(Point labeling dataset excerpts)
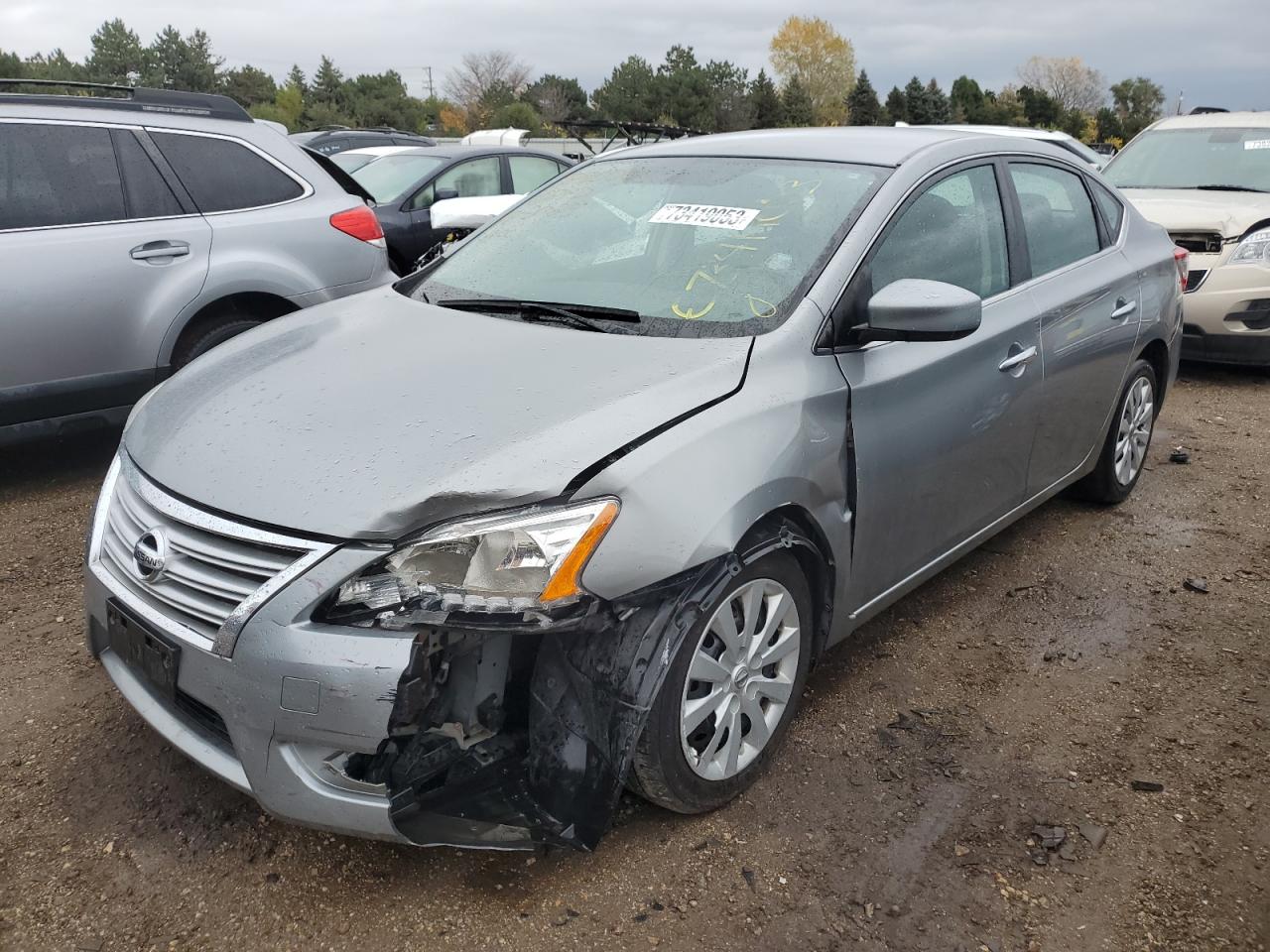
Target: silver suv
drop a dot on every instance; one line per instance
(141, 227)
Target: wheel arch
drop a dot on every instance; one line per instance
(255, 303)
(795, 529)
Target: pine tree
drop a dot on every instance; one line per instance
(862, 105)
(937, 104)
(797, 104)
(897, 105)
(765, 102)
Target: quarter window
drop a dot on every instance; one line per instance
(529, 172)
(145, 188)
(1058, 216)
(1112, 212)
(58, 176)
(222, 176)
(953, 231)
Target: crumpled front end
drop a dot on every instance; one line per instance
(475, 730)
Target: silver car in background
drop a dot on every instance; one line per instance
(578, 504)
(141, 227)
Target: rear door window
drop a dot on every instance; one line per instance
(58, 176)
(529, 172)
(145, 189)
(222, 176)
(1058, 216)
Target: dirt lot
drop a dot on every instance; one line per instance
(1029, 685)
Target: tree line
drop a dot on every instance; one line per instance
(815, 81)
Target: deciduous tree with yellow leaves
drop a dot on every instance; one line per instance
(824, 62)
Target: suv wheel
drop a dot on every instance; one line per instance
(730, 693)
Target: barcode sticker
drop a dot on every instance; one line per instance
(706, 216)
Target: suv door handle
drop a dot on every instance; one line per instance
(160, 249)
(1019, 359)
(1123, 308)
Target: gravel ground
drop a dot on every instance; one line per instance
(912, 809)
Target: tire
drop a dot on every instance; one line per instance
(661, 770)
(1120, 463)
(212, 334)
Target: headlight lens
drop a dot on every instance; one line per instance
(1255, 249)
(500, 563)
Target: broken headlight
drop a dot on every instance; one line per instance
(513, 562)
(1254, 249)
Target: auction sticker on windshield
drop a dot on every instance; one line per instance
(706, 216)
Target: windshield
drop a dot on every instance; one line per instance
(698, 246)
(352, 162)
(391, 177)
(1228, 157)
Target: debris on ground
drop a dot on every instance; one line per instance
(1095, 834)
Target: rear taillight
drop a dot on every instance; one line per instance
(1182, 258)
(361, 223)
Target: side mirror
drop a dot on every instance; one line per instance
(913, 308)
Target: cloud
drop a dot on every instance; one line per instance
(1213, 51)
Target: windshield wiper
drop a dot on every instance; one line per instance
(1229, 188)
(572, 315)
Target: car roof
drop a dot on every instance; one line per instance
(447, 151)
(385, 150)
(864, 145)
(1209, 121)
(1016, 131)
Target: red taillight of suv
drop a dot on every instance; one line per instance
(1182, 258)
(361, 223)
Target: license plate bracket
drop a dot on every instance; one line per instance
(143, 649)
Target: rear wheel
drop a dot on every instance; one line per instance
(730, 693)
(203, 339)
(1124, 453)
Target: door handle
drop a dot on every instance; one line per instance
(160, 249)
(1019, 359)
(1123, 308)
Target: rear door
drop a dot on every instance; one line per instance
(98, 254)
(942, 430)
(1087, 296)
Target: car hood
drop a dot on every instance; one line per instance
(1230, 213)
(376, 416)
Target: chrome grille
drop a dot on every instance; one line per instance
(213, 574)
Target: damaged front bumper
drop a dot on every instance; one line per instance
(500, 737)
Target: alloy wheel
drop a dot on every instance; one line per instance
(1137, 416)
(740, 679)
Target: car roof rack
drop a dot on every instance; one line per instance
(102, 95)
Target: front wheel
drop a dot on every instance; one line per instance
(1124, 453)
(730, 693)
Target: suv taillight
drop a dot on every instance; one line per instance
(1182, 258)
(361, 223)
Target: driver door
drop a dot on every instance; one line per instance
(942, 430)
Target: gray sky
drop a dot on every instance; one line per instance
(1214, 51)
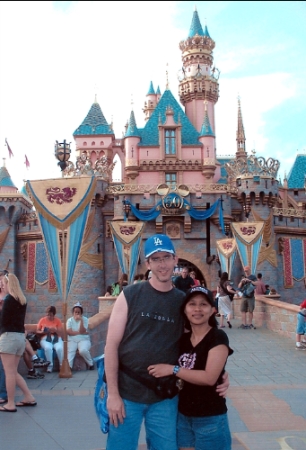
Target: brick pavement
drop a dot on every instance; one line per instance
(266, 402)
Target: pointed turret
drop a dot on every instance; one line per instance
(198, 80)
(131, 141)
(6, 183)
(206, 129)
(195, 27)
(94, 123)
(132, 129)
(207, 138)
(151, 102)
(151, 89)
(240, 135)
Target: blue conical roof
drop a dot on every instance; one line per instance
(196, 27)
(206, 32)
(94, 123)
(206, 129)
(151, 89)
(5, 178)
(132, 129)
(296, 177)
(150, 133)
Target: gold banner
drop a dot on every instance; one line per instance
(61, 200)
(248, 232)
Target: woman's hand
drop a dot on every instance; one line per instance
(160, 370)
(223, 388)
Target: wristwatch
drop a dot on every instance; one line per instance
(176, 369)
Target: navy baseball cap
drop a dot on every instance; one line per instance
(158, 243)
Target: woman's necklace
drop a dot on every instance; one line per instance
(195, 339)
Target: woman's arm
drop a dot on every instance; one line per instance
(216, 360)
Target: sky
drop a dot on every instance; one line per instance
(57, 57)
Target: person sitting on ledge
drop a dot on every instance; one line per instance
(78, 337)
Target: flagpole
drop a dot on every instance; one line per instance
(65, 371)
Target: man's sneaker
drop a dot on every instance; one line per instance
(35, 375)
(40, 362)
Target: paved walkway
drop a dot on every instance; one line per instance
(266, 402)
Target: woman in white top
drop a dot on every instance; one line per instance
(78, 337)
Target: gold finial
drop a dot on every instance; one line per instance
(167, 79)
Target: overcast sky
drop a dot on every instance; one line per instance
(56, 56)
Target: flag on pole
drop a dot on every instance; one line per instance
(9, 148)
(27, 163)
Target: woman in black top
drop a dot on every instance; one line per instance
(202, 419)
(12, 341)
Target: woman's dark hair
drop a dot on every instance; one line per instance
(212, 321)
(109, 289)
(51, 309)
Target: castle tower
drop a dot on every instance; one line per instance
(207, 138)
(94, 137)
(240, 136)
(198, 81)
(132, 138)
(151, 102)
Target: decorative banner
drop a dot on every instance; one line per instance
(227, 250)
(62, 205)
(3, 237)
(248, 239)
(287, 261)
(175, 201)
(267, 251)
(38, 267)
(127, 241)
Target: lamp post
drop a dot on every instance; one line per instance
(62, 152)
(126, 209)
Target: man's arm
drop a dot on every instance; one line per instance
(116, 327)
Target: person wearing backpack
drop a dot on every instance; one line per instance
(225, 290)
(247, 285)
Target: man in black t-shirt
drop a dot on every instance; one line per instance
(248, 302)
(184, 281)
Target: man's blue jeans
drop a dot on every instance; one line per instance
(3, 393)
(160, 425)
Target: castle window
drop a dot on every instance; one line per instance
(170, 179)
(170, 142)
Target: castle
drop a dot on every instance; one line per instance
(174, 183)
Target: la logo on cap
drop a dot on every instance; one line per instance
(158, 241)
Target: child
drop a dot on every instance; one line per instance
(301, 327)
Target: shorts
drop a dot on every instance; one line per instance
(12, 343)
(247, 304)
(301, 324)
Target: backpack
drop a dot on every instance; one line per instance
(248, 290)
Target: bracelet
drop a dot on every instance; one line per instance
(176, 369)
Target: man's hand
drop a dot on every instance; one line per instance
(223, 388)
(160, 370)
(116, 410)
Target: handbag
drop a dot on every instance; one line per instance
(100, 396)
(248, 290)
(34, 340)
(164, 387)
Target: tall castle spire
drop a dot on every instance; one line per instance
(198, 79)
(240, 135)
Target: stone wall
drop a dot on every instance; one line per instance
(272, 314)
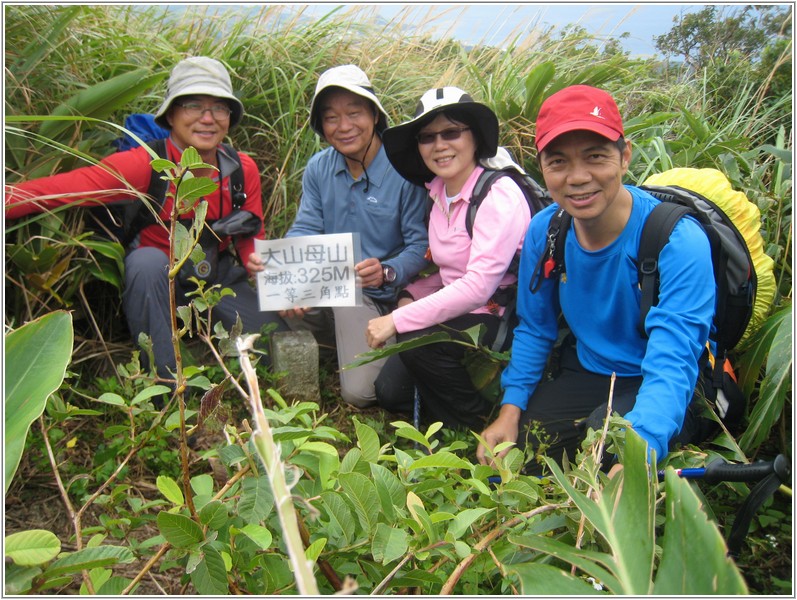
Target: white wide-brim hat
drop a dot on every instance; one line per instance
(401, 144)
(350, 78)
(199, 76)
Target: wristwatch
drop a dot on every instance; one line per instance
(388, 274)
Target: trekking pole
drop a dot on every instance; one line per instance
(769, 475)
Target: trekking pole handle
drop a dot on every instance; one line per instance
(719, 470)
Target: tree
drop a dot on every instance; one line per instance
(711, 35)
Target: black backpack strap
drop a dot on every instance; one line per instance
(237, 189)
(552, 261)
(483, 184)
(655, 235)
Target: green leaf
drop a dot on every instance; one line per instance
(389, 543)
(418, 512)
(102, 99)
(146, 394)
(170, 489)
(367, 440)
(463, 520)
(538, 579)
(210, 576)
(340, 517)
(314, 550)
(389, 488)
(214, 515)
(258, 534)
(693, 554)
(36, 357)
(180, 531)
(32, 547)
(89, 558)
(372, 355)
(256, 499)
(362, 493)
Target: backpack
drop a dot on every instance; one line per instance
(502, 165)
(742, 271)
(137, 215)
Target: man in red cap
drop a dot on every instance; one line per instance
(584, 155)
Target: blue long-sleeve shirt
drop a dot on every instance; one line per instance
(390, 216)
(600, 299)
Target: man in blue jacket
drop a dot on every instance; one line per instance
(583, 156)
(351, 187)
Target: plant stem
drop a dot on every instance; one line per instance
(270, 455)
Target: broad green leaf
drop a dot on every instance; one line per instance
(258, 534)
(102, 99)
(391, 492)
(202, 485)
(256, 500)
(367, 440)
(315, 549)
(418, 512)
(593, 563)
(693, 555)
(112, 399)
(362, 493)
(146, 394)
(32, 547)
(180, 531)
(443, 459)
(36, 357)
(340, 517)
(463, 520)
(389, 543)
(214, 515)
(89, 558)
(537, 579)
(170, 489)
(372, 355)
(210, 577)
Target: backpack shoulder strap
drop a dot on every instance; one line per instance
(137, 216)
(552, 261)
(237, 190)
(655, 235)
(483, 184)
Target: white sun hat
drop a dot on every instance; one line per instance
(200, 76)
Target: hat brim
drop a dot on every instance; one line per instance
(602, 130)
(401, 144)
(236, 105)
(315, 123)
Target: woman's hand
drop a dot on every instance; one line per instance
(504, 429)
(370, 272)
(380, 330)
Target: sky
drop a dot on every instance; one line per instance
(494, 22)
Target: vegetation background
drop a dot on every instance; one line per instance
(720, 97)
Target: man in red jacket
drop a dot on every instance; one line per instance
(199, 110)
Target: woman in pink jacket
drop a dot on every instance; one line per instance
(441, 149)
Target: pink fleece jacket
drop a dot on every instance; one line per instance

◆ **Stated problem**
In the data, copy out the stretch from the line containing "Target: auction sticker on windshield" through the line containing "(1095, 834)", swapping "windshield" for "windscreen" wherever it occurs and leaving everything else unchanged.

◆ **The result**
Target: auction sticker on windscreen
drop a dot on every instance; one line per instance
(706, 216)
Target: windscreen
drop a dot on every instance; one line per instance
(698, 246)
(352, 162)
(391, 177)
(1228, 157)
Target: debris on ground
drop a dot on every instance; one line per instance
(1095, 834)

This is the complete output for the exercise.